_Recorded information_.
..............................

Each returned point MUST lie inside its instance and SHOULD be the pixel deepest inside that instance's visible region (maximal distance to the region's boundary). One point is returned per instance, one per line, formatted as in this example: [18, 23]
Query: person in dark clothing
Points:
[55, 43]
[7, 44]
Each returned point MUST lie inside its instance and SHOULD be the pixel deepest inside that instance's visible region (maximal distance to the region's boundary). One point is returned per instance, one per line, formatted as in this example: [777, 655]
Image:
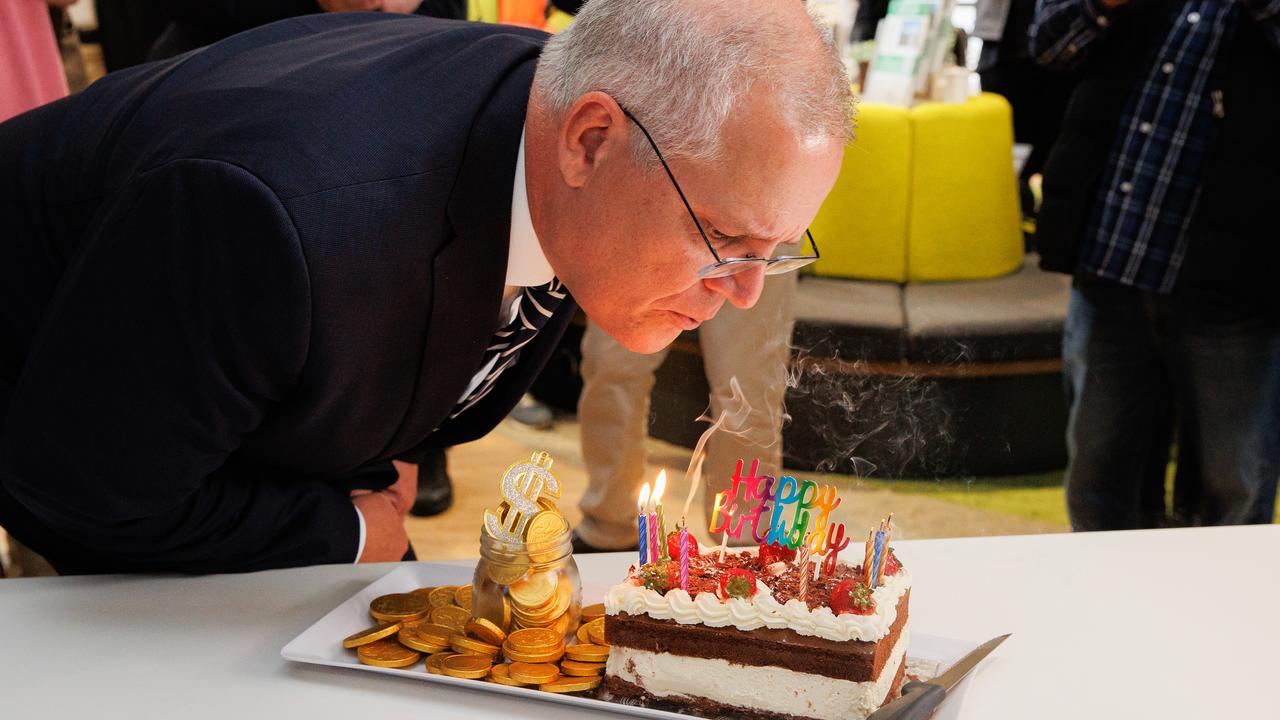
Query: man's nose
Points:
[740, 288]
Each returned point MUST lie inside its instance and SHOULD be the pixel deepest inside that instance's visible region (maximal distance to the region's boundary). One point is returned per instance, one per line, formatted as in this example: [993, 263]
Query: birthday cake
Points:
[762, 634]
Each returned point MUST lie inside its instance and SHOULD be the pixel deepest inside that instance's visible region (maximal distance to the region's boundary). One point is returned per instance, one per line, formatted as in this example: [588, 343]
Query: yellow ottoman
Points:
[924, 195]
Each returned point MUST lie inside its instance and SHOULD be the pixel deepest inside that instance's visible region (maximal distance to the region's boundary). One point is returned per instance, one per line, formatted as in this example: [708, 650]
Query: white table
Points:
[1142, 624]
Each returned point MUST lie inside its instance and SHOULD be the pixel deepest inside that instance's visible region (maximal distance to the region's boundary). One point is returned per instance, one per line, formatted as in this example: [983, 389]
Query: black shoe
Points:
[581, 546]
[434, 488]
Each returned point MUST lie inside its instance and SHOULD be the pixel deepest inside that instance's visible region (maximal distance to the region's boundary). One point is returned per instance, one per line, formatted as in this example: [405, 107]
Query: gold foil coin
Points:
[387, 654]
[451, 616]
[485, 630]
[535, 591]
[398, 606]
[571, 684]
[465, 645]
[588, 652]
[581, 669]
[442, 596]
[370, 634]
[595, 630]
[462, 597]
[499, 674]
[433, 661]
[466, 666]
[542, 656]
[534, 639]
[533, 673]
[545, 527]
[414, 637]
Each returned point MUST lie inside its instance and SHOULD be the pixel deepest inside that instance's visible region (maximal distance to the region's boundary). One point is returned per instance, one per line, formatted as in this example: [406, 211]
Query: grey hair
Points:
[682, 67]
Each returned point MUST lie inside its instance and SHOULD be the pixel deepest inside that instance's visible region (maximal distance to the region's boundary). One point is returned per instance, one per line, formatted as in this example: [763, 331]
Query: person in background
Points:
[254, 272]
[613, 410]
[31, 64]
[1037, 94]
[1157, 199]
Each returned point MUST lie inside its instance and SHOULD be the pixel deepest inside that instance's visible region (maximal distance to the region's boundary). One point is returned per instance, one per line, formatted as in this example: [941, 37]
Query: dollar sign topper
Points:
[521, 487]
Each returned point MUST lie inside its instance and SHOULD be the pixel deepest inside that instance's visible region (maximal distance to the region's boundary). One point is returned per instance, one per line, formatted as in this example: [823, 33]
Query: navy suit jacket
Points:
[233, 281]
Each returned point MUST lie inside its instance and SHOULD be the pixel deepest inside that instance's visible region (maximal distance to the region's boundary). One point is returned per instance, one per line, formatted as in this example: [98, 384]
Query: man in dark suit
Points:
[237, 286]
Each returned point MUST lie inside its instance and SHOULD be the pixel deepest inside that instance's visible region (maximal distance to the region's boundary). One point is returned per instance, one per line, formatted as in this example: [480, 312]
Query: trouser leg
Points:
[1119, 399]
[1228, 376]
[613, 414]
[753, 346]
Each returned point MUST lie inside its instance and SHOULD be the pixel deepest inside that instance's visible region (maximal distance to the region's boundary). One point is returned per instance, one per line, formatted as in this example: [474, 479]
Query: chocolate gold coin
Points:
[540, 656]
[433, 661]
[423, 641]
[387, 654]
[586, 652]
[465, 645]
[466, 666]
[571, 684]
[499, 674]
[533, 673]
[595, 630]
[370, 634]
[581, 669]
[534, 592]
[451, 616]
[544, 527]
[534, 639]
[485, 630]
[430, 633]
[398, 606]
[462, 597]
[442, 596]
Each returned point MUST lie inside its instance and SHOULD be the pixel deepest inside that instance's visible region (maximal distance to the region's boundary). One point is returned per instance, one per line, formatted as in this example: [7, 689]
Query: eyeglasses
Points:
[725, 267]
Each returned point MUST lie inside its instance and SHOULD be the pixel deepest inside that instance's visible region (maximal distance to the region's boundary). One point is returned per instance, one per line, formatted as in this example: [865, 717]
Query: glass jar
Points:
[521, 586]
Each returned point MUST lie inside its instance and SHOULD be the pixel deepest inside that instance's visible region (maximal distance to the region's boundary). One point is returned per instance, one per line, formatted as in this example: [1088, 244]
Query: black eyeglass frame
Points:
[772, 265]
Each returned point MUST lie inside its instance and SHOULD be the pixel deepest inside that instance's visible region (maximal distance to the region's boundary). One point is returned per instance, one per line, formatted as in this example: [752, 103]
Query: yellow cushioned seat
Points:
[924, 195]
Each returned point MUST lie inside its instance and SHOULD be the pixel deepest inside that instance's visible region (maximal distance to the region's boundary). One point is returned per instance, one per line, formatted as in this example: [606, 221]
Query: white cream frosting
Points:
[762, 610]
[776, 689]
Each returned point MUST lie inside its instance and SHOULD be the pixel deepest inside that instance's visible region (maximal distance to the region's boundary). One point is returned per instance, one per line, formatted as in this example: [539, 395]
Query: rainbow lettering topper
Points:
[790, 522]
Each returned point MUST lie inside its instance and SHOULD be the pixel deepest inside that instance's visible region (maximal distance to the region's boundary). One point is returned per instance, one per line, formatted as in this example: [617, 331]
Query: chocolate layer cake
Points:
[740, 641]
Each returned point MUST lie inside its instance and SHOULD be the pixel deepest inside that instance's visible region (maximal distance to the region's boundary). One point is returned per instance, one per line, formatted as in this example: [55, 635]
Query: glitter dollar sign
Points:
[521, 487]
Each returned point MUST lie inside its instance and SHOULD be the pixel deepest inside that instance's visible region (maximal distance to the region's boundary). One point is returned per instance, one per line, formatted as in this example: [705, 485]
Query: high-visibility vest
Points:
[529, 13]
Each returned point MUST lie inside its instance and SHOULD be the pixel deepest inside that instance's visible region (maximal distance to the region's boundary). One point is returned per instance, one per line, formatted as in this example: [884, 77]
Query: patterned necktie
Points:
[534, 306]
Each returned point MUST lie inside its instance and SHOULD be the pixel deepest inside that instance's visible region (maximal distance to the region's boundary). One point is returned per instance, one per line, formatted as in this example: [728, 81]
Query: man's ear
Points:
[592, 130]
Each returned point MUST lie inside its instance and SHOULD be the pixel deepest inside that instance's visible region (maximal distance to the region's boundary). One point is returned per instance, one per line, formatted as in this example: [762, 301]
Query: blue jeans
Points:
[1132, 361]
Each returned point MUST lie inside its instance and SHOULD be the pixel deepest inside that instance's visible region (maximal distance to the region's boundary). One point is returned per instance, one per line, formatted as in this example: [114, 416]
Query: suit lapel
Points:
[469, 273]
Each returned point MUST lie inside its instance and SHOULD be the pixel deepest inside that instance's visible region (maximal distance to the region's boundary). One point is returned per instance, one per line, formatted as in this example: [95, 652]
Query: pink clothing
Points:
[31, 64]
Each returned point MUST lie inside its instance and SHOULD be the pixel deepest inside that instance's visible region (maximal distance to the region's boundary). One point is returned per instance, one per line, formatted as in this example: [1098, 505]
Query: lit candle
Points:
[867, 559]
[684, 556]
[658, 487]
[728, 520]
[803, 559]
[644, 524]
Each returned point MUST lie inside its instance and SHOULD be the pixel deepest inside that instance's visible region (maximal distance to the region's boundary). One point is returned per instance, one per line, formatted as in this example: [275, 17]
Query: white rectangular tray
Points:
[321, 643]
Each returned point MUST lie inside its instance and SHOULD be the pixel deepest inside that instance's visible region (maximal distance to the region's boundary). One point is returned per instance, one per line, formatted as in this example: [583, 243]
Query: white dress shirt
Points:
[526, 267]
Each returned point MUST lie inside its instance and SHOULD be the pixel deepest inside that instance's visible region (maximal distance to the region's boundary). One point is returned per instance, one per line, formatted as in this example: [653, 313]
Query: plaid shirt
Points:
[1138, 227]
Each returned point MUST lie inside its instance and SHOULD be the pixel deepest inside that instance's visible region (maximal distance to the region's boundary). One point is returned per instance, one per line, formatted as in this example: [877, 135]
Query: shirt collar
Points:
[526, 264]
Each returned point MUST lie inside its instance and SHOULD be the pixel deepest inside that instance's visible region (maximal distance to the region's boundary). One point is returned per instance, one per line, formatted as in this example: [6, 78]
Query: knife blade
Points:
[922, 698]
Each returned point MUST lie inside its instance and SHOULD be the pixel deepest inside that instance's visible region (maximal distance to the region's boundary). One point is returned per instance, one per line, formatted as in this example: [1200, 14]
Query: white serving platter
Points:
[321, 645]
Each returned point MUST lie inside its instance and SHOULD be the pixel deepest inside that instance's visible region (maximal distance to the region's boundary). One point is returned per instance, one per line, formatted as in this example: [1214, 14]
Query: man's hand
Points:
[385, 540]
[350, 7]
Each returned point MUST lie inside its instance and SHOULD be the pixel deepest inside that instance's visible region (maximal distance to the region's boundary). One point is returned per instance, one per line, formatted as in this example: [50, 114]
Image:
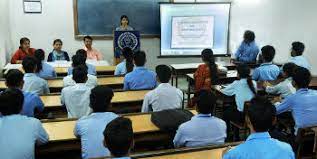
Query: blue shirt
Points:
[266, 72]
[19, 135]
[91, 70]
[303, 105]
[47, 71]
[35, 84]
[201, 130]
[139, 78]
[261, 146]
[247, 52]
[90, 130]
[242, 92]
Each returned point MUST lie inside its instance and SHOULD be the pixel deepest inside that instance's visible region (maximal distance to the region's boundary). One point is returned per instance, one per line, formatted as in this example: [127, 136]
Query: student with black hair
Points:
[90, 128]
[248, 49]
[267, 71]
[141, 77]
[19, 133]
[32, 102]
[204, 128]
[76, 97]
[43, 69]
[118, 138]
[126, 65]
[259, 118]
[164, 96]
[298, 49]
[33, 83]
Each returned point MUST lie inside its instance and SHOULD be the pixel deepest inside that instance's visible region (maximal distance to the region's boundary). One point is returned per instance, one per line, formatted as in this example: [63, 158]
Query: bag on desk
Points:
[169, 120]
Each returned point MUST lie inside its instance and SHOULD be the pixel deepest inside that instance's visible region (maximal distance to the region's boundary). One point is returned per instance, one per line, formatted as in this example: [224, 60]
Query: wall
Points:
[275, 22]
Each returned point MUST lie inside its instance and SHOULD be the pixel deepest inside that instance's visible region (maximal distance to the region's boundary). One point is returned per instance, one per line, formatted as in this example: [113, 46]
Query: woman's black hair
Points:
[208, 57]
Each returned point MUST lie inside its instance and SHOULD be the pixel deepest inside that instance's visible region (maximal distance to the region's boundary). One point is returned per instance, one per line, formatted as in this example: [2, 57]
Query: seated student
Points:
[32, 102]
[33, 83]
[43, 69]
[76, 97]
[19, 133]
[284, 88]
[164, 96]
[126, 65]
[259, 118]
[297, 55]
[303, 103]
[58, 54]
[92, 53]
[118, 137]
[267, 71]
[90, 128]
[82, 61]
[248, 49]
[23, 51]
[68, 80]
[140, 77]
[204, 128]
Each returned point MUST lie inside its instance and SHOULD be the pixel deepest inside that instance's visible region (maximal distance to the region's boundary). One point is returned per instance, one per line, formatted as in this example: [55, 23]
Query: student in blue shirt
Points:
[33, 83]
[297, 55]
[126, 65]
[267, 71]
[19, 133]
[43, 69]
[248, 50]
[90, 128]
[32, 102]
[118, 137]
[141, 77]
[204, 128]
[259, 145]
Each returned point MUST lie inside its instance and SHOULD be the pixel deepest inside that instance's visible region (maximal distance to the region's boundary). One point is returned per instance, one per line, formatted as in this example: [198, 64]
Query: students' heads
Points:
[29, 64]
[14, 79]
[80, 74]
[139, 58]
[260, 114]
[24, 43]
[297, 48]
[118, 137]
[11, 101]
[268, 53]
[248, 36]
[100, 98]
[301, 77]
[206, 102]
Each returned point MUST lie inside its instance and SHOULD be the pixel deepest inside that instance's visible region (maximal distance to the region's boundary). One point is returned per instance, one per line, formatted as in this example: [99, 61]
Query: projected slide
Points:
[192, 32]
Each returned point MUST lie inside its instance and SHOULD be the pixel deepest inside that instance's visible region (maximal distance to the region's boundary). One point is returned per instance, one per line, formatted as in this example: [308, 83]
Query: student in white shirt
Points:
[76, 97]
[164, 96]
[19, 133]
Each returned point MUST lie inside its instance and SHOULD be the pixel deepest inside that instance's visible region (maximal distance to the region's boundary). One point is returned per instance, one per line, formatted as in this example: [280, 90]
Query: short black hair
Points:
[164, 73]
[80, 74]
[100, 98]
[14, 78]
[302, 77]
[118, 136]
[268, 53]
[11, 101]
[298, 47]
[29, 64]
[206, 102]
[139, 58]
[261, 113]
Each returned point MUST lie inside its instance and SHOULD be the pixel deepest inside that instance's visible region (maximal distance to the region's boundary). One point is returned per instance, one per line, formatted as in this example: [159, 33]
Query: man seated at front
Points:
[164, 96]
[204, 128]
[260, 145]
[141, 77]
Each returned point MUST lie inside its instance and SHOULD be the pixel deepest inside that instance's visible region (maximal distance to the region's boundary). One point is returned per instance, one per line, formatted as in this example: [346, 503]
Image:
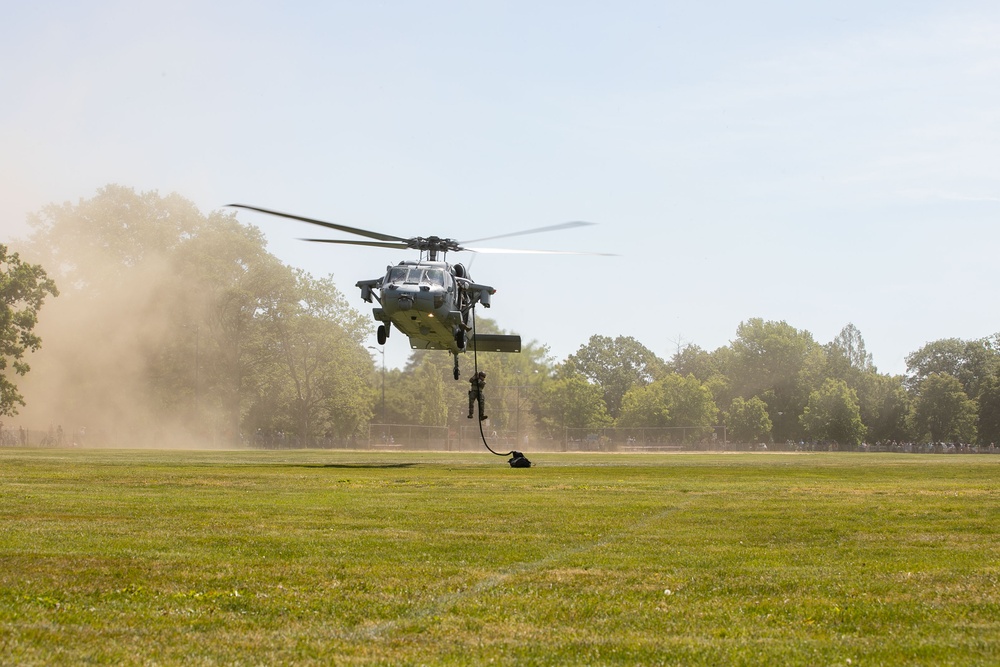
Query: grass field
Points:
[318, 557]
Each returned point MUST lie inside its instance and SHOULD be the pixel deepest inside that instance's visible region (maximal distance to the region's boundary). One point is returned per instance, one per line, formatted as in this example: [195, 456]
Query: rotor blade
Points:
[341, 228]
[372, 244]
[536, 230]
[509, 251]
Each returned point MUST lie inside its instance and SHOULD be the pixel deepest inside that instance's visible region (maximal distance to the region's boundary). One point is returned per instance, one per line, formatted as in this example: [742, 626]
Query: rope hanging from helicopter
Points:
[518, 459]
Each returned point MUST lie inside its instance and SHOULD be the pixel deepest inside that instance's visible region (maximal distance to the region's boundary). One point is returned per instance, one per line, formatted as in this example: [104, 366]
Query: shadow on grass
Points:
[351, 465]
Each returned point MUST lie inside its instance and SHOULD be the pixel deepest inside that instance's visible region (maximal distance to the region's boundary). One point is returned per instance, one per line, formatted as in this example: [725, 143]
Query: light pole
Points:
[382, 351]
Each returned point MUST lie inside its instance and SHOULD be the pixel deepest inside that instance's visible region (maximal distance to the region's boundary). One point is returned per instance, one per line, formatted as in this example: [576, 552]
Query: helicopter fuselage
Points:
[428, 301]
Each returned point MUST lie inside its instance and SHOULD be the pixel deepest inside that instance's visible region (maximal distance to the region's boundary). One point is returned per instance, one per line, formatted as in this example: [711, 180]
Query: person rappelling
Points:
[476, 385]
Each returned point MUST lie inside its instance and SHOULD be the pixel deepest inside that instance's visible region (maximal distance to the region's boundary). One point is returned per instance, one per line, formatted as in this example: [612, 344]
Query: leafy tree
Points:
[847, 353]
[319, 339]
[971, 362]
[616, 365]
[989, 412]
[942, 411]
[692, 360]
[671, 401]
[832, 414]
[23, 288]
[747, 420]
[780, 364]
[885, 406]
[570, 401]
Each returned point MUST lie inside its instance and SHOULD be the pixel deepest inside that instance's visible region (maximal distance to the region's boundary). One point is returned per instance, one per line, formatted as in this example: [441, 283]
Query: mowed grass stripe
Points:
[168, 557]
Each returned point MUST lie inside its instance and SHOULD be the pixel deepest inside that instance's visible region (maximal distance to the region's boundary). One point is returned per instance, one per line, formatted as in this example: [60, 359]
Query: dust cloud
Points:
[119, 360]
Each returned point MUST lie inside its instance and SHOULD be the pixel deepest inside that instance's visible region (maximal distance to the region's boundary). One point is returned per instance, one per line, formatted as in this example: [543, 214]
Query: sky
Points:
[820, 163]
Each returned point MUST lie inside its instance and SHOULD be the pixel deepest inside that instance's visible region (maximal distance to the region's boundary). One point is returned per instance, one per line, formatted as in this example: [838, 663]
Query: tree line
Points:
[169, 321]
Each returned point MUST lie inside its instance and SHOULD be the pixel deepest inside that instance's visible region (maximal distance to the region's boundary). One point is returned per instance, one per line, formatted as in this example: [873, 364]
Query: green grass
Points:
[250, 557]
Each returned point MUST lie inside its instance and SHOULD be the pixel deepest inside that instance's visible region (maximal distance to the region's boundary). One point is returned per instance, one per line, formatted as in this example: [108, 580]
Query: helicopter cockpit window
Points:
[435, 277]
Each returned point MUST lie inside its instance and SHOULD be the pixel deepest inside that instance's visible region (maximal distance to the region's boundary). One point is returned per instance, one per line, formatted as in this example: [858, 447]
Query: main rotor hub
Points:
[432, 245]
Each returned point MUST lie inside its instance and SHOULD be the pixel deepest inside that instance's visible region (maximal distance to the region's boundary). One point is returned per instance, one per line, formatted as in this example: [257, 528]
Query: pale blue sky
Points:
[819, 163]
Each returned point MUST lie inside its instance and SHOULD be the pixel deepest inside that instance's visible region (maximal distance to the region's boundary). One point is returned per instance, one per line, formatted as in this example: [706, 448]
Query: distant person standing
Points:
[477, 383]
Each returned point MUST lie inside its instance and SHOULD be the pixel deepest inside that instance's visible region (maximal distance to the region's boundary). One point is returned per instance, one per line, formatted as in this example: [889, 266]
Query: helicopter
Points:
[429, 300]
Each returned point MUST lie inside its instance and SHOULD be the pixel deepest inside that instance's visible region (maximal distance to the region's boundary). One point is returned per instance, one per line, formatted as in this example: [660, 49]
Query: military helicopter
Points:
[429, 300]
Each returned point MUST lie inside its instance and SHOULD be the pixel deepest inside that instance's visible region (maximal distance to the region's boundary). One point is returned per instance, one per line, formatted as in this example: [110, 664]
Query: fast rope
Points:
[517, 460]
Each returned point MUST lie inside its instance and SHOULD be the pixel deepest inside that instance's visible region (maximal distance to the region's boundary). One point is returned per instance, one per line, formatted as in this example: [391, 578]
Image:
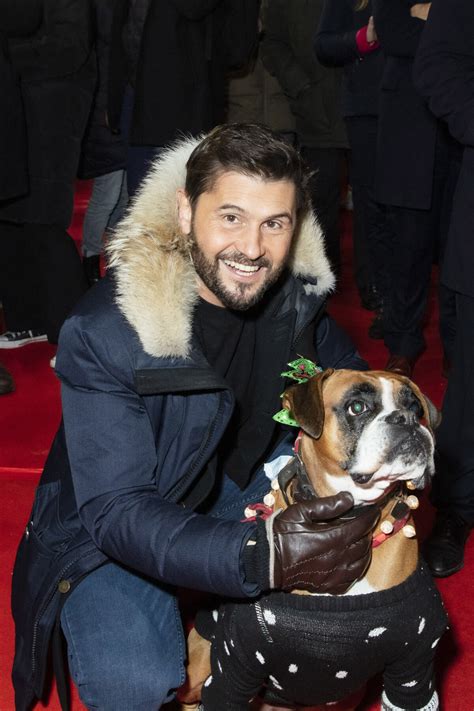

..............................

Once you find the line with "Query: pink clothing" above, print it and every line after it up to and including the line with "example: [275, 17]", exactly as written and nothing else.

_Written answer_.
Query: pink clothing
Points:
[31, 64]
Each returned point MUST lie inside its instance and SHOULD be the pixel deepest inside that instance's visible region (maximal distance to the region's boundary). One point is returned per instance, one per line, formatted as in this example: [1098, 505]
Query: lit candle
Points:
[867, 559]
[684, 556]
[658, 487]
[728, 520]
[803, 559]
[644, 524]
Each returned point MUST lie inside its instance and SHOULD be the pixel deepest inside that instance's visible region (maximal distance to the region's boundary). One point is returned per instance, one per line, formatted as in this example: [275, 17]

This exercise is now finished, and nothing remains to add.